▶ **Texte donné**:
★ ★ ★

Si le post-hardcore est le hardcore qui devient majeur (et bientôt « indie »), l’emo est l’éternel adolescent. Musicalement, le style reste donc longtemps associé à son papa. Bien qu’un monde parallèle ne tarde pas à évoluer sans lui. À Jawbox qui se forme à D.C. (et sort un album emo nommé Grippe), on préfèrera les débuts de Jawbreaker et Samiam, deux groupes californiens assez génériques (Samiam réalise quand même la prouesse de sortir 5 fois le même album en 5 ans) mais qui vont populariser le terme avec leur amalgame de punk rock, d’indie et de rock alternatif. Avant de s’auto-détruire en major dans les mid-90s, mais ceci est une autre histoire.

Une histoire dont Heroin n’a rien à foutre. Né à San Diego en 91, le groupe invente le screamo, une version extrême, chaotique et encore plus dépressive de l’emo pour faire encore plus chier les adultes. Excepté Indian Summer et Julia, la playlist que je vous propose aujourd’hui n’en contient que très peu, rassurez-vous. Dans le New Jersey, on essaie de parer à cette déferlante californienne menée par Ebullition Records en se politisant à donf (Policy of 3, Iconoclast, Native Nod) et en créant le label Gern Blandstern (« Fine musical products for the socially unaccepted« ). Et puis naît Lifetime, qui après de frêles débuts surprend tout le monde en gueulant « Hello Bastards ». Gloire au chant revêche d’Ari Katz ! Longue vie aux skaters tristes !

★ ★ ★

▶ **Informations fournies**:
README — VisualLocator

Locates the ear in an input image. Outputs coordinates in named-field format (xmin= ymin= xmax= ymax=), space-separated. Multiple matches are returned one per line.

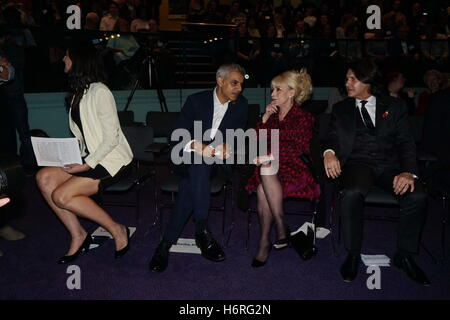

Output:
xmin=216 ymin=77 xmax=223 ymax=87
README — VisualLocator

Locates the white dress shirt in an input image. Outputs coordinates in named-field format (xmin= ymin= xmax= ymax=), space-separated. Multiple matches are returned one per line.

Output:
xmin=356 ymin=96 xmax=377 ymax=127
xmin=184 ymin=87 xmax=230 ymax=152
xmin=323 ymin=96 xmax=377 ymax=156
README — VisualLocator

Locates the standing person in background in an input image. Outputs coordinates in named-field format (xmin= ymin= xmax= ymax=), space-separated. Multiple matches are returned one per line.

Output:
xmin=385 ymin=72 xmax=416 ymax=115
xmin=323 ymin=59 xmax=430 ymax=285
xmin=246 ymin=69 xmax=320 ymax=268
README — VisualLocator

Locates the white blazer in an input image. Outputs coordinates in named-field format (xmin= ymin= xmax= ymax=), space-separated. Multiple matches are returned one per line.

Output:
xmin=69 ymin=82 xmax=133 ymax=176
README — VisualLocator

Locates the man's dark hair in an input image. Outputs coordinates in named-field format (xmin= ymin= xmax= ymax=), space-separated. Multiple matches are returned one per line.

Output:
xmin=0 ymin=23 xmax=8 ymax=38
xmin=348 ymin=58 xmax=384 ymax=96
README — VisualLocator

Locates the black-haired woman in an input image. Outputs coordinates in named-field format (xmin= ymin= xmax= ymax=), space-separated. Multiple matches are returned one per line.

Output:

★ ★ ★

▶ **Consigne donnée 1**:
Traduisez en anglais cette phrase du texte sur l’emo : « Musicalement, le style reste donc longtemps associé à son papa. »
▶ **Consigne donnée 2**:
Quels groupes de musique sont nommés dans le paragraphe du texte sur l’emo qui commence par « Une histoire dont Heroin » ? Donnez-les tous.

▶ **Réponse rédigée 1**:
Musically, the style therefore remains tied to its daddy for a long time.

▶ **Réponse rédigée 2**:
- Heroin
- Indian Summer
- Julia
- Policy of 3
- Iconoclast
- Native Nod
- Lifetime